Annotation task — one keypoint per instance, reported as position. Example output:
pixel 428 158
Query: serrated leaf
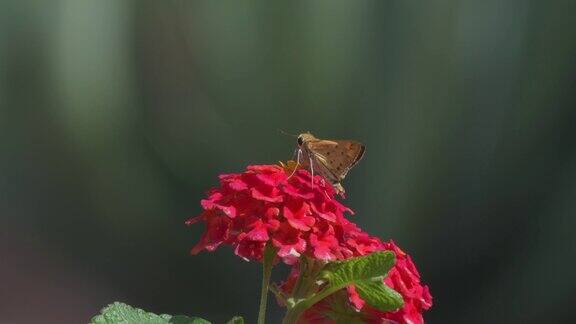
pixel 236 320
pixel 120 313
pixel 366 273
pixel 379 296
pixel 182 319
pixel 368 267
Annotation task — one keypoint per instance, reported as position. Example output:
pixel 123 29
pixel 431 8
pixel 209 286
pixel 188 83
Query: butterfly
pixel 330 158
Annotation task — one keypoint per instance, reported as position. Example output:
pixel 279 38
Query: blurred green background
pixel 117 116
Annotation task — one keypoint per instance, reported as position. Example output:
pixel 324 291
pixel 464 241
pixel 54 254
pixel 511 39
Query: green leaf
pixel 366 273
pixel 379 296
pixel 368 267
pixel 236 320
pixel 117 313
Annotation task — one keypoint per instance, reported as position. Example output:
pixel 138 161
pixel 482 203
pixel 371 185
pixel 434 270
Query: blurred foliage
pixel 117 116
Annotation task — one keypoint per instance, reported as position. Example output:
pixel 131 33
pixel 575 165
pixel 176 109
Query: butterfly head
pixel 305 137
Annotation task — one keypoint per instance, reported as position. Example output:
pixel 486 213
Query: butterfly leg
pixel 298 154
pixel 311 172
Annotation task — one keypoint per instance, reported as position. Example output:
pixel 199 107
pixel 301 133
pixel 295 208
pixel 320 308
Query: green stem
pixel 267 263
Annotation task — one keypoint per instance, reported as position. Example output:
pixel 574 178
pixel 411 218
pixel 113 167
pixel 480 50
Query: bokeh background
pixel 117 116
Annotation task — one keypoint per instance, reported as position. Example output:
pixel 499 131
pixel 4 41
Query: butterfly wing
pixel 335 157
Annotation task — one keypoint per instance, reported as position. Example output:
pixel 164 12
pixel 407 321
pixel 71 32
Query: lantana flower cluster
pixel 300 216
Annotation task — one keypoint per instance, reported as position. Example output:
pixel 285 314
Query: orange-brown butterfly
pixel 331 158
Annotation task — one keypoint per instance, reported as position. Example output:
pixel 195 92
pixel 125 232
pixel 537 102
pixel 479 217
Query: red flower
pixel 403 277
pixel 297 214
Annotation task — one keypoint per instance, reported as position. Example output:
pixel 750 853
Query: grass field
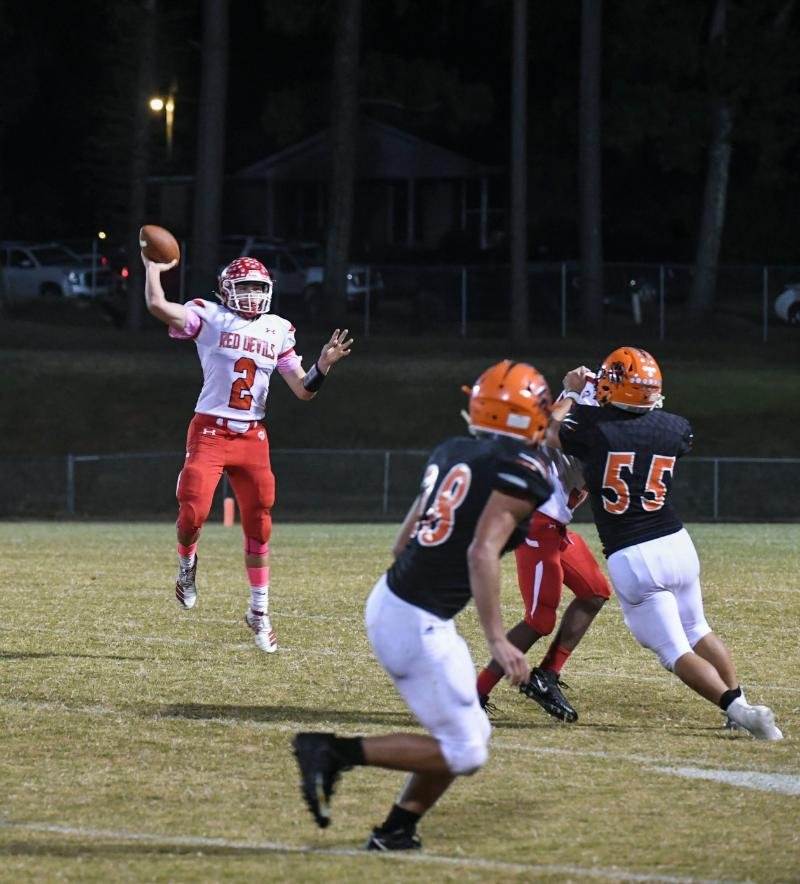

-- -- --

DIRECTIONS FOR THIS TASK. There is a run of lines above from the one with "pixel 54 254" to the one with "pixel 199 107"; print exactly that run, both ends included, and nothing else.

EXPECTED ANSWER.
pixel 54 254
pixel 511 39
Query: green leaf
pixel 366 273
pixel 379 296
pixel 368 267
pixel 236 320
pixel 117 313
Annotation task — one keypoint per instance, reported as position. Example output:
pixel 138 161
pixel 482 203
pixel 371 185
pixel 434 270
Query: blurred foliage
pixel 117 116
Annotation task — one keypoint per instance, reported as position. Example output:
pixel 131 33
pixel 575 165
pixel 176 109
Query: butterfly head
pixel 305 137
Annotation task — one keypoint per instance, reported as position. Example output:
pixel 486 213
Query: butterfly leg
pixel 298 154
pixel 311 172
Annotation task — one keypoint per instance, reported as position. Example output:
pixel 199 107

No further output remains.